Weather clearing, where to, where to, where to? There are no shortages of cays to visit in the Exumas, being a collection of over 365 islands. We headed north to the Monument Hill area of Stocking Island. The sun and blue skies were finally ours, so we boarded the Whaler once again for further adventures, smiling at the good time we just experienced and the company we were keeping. What awaited us was surreal and at this point, well I'll let the pictures do the talking.
After our day on the water, we parted company with our mates and rustled some grub from Shirley's Seafood, yes that Shirley's. Being wiser now, I ordered a burger and my significant other ordered pizza. Shirley's Seafood wasn't fooling us twice. We thought it would be pretty hard to butcher those items, they didn't and they were perfectly edible. Ahhhh, passable cuisine, lovely.
You can research the Exumas' pretty well online, but there are some beaches that you need to get the "low down" on and experience first hand. Our favorites? Coco Plum Beach & Forbes Hill Beach. The Coco Plum Beach is panoramic in beauty, Forbes Hill Beach is a smaller oasis that offers perfect solitude. Each were vastly different, but equally beautiful. Forbes Hill is where we would have spent the majority of beach time. Rosemary, our host, told us about the beach at Forbes Hill. One secret, if you've rented a car and see a Beach Access sign, slam the brakes and follow that road, because like a box of chocolates, "you never know what you're gonna get ." Just one word of caution when traveling the Beach Access roads, unless you're in a Jeep or larger 4x4, go slow as they are not well maintained. We made it just fine in our geriatric but willing Hybrid Honda Civic. We proceeded with all the due caution of a snail's pace. The Civic cursed every road imperfection of the Beach Access Roads. You can ruin your rental and possibly your vacation all in one shot on the Beach Access Roads, you've been warned.
Pictures in order below, Coco Plum Beach and Forbes Hill Beach. Runner-up (not pictured) would have been Emerald Bay Beach, it's not far from the airport and just south of Sandals. It's a semi-circle or half moon of emerald goodness, just like the name suggests.

## Dataset records
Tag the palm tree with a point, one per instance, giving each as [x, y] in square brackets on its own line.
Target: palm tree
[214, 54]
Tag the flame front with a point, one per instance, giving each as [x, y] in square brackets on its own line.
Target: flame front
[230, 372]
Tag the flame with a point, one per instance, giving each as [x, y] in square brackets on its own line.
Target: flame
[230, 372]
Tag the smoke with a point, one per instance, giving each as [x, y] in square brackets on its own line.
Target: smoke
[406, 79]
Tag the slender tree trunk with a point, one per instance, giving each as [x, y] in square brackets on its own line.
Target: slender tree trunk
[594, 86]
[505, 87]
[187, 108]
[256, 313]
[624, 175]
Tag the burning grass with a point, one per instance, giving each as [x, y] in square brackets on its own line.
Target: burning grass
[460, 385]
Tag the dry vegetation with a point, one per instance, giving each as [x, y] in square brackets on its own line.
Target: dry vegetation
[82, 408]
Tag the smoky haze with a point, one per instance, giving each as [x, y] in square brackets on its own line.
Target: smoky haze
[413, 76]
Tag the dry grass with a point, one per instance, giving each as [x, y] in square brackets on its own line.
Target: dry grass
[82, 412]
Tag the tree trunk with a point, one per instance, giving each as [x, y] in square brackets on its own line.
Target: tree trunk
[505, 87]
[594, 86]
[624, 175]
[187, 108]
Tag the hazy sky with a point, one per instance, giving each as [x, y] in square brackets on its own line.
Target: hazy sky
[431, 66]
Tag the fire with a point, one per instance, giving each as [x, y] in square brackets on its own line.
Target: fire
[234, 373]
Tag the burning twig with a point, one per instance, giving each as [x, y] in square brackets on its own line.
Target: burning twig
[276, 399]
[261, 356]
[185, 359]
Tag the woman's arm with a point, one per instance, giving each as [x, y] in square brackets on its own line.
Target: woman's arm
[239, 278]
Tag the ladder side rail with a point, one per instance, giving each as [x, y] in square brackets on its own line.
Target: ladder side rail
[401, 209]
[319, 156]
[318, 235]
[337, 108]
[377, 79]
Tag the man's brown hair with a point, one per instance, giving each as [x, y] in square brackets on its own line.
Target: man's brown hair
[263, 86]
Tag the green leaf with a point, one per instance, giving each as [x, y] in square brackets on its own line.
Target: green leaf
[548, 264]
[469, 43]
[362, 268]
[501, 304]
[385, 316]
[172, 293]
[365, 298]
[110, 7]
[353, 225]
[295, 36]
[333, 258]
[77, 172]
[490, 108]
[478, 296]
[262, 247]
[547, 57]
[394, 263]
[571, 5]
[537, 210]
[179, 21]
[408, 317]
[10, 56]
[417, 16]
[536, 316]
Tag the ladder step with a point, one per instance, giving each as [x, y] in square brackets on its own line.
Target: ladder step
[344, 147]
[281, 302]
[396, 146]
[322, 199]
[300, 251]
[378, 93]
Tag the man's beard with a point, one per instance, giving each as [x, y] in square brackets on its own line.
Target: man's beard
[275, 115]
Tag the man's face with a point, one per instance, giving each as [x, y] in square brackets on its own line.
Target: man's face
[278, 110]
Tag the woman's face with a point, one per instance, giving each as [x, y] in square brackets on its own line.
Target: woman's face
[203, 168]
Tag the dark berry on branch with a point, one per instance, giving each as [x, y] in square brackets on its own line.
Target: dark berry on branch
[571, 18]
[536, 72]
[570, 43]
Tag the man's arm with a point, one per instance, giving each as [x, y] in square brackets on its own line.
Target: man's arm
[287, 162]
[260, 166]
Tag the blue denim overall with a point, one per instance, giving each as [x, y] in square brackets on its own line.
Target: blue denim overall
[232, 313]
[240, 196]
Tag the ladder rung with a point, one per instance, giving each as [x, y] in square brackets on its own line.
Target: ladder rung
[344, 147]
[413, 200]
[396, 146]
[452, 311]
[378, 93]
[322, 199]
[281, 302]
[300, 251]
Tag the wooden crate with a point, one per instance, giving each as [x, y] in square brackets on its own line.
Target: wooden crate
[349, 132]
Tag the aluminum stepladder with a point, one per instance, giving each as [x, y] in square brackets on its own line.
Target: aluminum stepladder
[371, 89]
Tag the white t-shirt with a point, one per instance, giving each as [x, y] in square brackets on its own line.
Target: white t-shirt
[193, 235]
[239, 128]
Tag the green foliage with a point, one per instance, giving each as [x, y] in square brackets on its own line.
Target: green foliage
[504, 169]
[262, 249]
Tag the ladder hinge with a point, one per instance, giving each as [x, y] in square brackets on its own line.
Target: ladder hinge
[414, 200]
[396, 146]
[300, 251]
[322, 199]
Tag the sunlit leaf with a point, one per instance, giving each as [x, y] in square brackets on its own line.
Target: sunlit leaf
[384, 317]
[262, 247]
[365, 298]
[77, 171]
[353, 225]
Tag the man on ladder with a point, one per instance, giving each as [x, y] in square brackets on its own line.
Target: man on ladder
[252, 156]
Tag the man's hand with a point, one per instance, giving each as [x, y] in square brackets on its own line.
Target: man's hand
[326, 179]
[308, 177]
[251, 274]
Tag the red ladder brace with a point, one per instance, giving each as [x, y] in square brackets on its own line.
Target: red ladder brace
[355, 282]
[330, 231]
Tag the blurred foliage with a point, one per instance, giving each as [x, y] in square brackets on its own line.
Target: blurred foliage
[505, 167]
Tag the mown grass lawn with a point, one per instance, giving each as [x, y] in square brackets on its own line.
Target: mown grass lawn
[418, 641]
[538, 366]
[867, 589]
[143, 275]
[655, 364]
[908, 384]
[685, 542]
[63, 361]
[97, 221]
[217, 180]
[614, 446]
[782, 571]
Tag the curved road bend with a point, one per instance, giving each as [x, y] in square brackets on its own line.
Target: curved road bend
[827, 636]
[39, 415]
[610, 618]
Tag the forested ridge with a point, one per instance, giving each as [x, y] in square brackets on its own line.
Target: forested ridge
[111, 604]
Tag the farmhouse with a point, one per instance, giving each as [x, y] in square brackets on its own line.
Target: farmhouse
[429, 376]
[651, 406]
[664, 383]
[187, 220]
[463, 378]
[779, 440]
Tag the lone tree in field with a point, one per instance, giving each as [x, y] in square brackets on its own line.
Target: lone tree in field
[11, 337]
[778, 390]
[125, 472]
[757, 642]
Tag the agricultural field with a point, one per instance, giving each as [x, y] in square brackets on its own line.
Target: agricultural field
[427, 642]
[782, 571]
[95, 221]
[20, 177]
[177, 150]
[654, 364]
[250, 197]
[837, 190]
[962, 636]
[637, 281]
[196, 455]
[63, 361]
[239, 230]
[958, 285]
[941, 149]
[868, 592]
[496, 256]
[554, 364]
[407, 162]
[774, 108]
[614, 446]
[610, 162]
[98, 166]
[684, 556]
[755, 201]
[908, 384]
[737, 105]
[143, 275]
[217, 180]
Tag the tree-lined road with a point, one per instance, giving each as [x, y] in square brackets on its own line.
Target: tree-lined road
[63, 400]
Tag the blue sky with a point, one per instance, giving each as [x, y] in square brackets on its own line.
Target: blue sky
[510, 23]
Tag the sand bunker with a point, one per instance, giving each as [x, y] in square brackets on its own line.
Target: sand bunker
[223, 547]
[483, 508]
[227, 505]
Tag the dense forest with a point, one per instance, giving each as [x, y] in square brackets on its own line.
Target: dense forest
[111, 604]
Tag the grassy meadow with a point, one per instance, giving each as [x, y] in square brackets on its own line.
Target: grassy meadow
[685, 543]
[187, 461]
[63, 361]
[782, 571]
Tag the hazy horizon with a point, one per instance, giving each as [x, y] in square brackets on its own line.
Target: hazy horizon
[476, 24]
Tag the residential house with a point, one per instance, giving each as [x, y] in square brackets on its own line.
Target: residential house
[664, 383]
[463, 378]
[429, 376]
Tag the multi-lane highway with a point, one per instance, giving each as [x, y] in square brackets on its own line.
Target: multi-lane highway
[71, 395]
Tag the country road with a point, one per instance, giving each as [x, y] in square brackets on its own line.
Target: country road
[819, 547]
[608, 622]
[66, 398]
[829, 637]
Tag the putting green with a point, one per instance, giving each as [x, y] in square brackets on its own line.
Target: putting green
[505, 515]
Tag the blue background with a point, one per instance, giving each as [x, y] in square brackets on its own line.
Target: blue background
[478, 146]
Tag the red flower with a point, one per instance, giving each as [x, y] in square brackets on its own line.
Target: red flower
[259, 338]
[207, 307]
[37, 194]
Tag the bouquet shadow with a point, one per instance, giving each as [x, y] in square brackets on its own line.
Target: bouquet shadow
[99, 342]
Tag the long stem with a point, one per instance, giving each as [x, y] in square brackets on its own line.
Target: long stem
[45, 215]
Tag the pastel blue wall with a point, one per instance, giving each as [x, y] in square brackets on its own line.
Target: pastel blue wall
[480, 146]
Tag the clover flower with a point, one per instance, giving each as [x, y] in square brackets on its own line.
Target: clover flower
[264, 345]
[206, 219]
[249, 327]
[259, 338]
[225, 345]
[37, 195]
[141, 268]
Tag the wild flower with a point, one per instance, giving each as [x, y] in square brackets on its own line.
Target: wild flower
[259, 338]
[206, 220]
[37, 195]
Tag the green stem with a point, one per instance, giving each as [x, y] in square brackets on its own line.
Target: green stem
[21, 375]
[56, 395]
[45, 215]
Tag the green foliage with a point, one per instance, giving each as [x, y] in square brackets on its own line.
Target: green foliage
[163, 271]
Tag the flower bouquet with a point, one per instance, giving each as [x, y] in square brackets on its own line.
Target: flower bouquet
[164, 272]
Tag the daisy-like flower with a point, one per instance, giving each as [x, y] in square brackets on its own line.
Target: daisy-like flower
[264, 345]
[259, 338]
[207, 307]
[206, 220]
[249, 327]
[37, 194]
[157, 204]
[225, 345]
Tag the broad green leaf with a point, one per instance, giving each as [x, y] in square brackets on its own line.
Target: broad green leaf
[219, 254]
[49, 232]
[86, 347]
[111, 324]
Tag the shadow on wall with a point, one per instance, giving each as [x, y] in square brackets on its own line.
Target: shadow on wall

## Exercises
1) Write out the Exumas travel text from "Weather clearing, where" to "passable cuisine, lovely.".
2) Continue the Exumas travel text from its final sentence.

## Results by task
1)
Weather clearing, where to, where to, where to? There are no shortages of cays to visit in the Exumas, being a collection of over 365 islands. We headed north to the Monument Hill area of Stocking Island. The sun and blue skies were finally ours, so we boarded the Whaler once again for further adventures, smiling at the good time we just experienced and the company we were keeping. What awaited us was surreal and at this point, well I'll let the pictures do the talking.
After our day on the water, we parted company with our mates and rustled some grub from Shirley's Seafood, yes that Shirley's. Being wiser now, I ordered a burger and my significant other ordered pizza. Shirley's Seafood wasn't fooling us twice. We thought it would be pretty hard to butcher those items, they didn't and they were perfectly edible. Ahhhh, passable cuisine, lovely.

2)
Confession time, when we were planning travel to the Bahamas, it was not Exuma I researched initially, it was Eleuthera. My better half saw videos of the Swimming Pigs (Big Major Cay, which is closer to Exuma by boat) and so it was decided Exuma it is. Want to swim with the pigs? There are Full Day tours and Half Day tours to choose from, we chose the Full Day. Not only do you get to see Swimming Pigs, but the Thunderball Grotto (Bond, James Bond fame), Iguana Island, Swim the Sharks at Compass Point and visit a downed drug cartel plane crash site that sits just below the surface of Bahamian crystal clear waters. While there are many companies that offer services for this type of trip, we chose Coastline Adventures. You can book most tours online (or call) and I would suggest booking a week in advance. We booked a day before and barely secured a reservation. Coastline Adventures offers comfortable, fast & safe boats, a homemade Conch Salad treat, day drinking, all accompanied by pop music as you ride the waves from destination to destination. Coastline Adventures also offers free pickup services from your hotel or online stay and transport you to their docks in Barreterre, which is where a few of the charter crews leave from. Great crew and definitely a good time.
Below in order, the travel destinations of the Full Day Tour with Coastline Adventures.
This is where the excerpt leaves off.